▶ _GOAL OF THE EXERCISE_:
Please copy the entries below with each "snug" swapped for "tight" and nothing else changed. Leave the pictures out of your copy.

(Dataset excerpt)
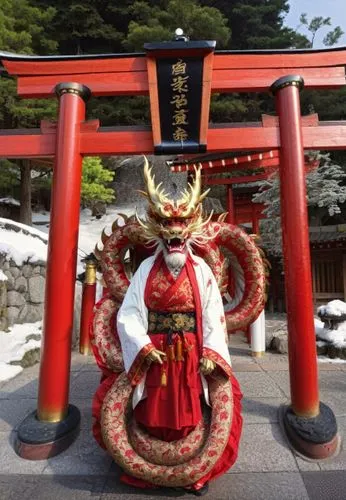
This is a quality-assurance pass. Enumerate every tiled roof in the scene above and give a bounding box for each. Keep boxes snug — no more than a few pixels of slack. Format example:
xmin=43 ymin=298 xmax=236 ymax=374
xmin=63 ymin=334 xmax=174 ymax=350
xmin=309 ymin=224 xmax=346 ymax=243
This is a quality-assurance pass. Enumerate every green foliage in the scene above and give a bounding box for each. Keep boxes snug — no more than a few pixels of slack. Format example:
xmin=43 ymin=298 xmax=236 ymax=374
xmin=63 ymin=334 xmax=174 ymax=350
xmin=201 ymin=0 xmax=306 ymax=50
xmin=299 ymin=13 xmax=344 ymax=47
xmin=123 ymin=0 xmax=230 ymax=50
xmin=82 ymin=157 xmax=114 ymax=208
xmin=0 ymin=160 xmax=19 ymax=199
xmin=32 ymin=0 xmax=128 ymax=54
xmin=0 ymin=0 xmax=57 ymax=208
xmin=252 ymin=151 xmax=346 ymax=256
xmin=0 ymin=0 xmax=57 ymax=54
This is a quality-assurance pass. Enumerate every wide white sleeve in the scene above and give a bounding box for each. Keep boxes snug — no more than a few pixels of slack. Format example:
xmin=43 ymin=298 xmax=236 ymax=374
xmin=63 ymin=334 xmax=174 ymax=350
xmin=117 ymin=258 xmax=154 ymax=385
xmin=196 ymin=260 xmax=231 ymax=375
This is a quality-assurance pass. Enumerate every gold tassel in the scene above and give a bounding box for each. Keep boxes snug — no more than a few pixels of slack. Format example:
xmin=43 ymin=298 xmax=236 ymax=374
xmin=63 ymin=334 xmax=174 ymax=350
xmin=167 ymin=344 xmax=175 ymax=361
xmin=176 ymin=337 xmax=184 ymax=361
xmin=161 ymin=367 xmax=167 ymax=387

▶ _THE RESPONSE_:
This is a quality-assurance pass. Enumerate every tiled roof in the scene above and give a bounding box for each. Keep boxes tight — no more than a few pixels of slack. Format example:
xmin=43 ymin=298 xmax=236 ymax=374
xmin=63 ymin=334 xmax=174 ymax=350
xmin=309 ymin=224 xmax=346 ymax=243
This is a quality-assurance pass. Enumerate every green foliage in the scene above and give a bounding box for each. Keep boxes tight — no more than a few pixels of slack. Format example:
xmin=43 ymin=298 xmax=236 ymax=374
xmin=63 ymin=334 xmax=174 ymax=350
xmin=201 ymin=0 xmax=306 ymax=50
xmin=299 ymin=13 xmax=344 ymax=47
xmin=123 ymin=0 xmax=230 ymax=50
xmin=82 ymin=157 xmax=114 ymax=208
xmin=0 ymin=160 xmax=19 ymax=199
xmin=32 ymin=0 xmax=128 ymax=54
xmin=0 ymin=0 xmax=57 ymax=208
xmin=252 ymin=151 xmax=346 ymax=256
xmin=0 ymin=0 xmax=57 ymax=54
This is a quality-assurance pass. Enumerate every wide white sleeve in the scene above and give a bounding box for each. Keep boxes tight — no more than a few pixels of slack. Format example:
xmin=43 ymin=298 xmax=236 ymax=374
xmin=63 ymin=334 xmax=174 ymax=350
xmin=117 ymin=258 xmax=154 ymax=385
xmin=196 ymin=260 xmax=231 ymax=375
This is a quality-assurance pass. Enumerate every gold tassel in the scene above and give a bounding box for each. Keep boxes tight — no more than a few pixels of slack. Format example:
xmin=43 ymin=298 xmax=236 ymax=374
xmin=63 ymin=334 xmax=174 ymax=350
xmin=167 ymin=344 xmax=175 ymax=361
xmin=176 ymin=337 xmax=184 ymax=361
xmin=161 ymin=367 xmax=167 ymax=387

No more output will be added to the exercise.